• **Assignment**: Produce the full set of records below once more, exactly as they stand.

• **Excerpted records**:
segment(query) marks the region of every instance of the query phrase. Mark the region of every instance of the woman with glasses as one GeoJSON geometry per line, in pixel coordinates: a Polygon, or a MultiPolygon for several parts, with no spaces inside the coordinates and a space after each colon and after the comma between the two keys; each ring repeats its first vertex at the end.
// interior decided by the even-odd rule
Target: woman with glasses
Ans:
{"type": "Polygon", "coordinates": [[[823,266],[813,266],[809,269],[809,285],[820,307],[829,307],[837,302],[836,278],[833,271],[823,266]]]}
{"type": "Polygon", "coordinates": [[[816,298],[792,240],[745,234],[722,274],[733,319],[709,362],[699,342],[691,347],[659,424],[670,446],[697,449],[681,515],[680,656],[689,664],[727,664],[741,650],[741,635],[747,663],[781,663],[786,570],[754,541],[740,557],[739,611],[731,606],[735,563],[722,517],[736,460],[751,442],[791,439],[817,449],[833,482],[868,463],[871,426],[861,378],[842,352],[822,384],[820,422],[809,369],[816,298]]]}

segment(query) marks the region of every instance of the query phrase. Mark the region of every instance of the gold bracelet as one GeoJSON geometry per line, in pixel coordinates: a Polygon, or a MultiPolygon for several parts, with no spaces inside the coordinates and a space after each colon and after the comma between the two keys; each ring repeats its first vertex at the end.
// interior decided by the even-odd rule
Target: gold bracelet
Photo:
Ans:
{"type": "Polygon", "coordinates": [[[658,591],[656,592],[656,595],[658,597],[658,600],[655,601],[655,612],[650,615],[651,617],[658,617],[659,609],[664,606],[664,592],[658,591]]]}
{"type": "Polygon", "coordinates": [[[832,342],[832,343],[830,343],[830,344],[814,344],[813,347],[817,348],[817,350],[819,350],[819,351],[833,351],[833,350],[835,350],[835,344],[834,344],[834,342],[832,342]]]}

• **Result for this exercise**:
segment(query) marks the region of every instance of the query phrase. Mark the region of every instance of the woman with glasses as one GeoJSON geometry per line, in pixel coordinates: a Polygon, or a MultiPolygon for several parts, with no spaces inside the coordinates and a space after each colon and after the comma between the two keys; each ring repeats its first vertex at the end.
// interior decided by the even-odd rule
Target: woman with glasses
Ans:
{"type": "Polygon", "coordinates": [[[823,266],[813,266],[809,269],[809,285],[820,307],[829,307],[837,302],[836,278],[833,271],[823,266]]]}
{"type": "Polygon", "coordinates": [[[816,298],[792,240],[745,234],[722,274],[733,319],[709,362],[699,342],[691,347],[659,424],[670,446],[697,449],[681,515],[680,656],[689,664],[727,664],[741,650],[741,635],[747,663],[781,663],[786,570],[754,541],[740,557],[739,611],[731,606],[735,563],[722,517],[736,460],[751,442],[791,439],[817,449],[833,482],[868,463],[871,426],[861,378],[842,352],[822,384],[820,422],[809,369],[816,298]]]}

segment(query) marks the region of every instance of the query phrase. Mark the region of every instance of the gold bracelet as one GeoJSON geometry per line, in pixel coordinates: a Polygon, or a MultiPolygon for several parts, with no spaces inside the coordinates and a space after each colon and after the comma between the two keys; each ring repeats its first vertex at the end.
// interior decided by the even-odd rule
Target: gold bracelet
Photo:
Ans:
{"type": "Polygon", "coordinates": [[[658,591],[656,592],[656,595],[658,597],[658,600],[655,601],[655,612],[650,615],[651,617],[658,617],[659,609],[664,606],[664,592],[658,591]]]}
{"type": "Polygon", "coordinates": [[[832,342],[832,343],[830,343],[830,344],[814,344],[813,347],[817,348],[817,350],[819,350],[819,351],[833,351],[833,350],[835,350],[835,344],[834,344],[834,342],[832,342]]]}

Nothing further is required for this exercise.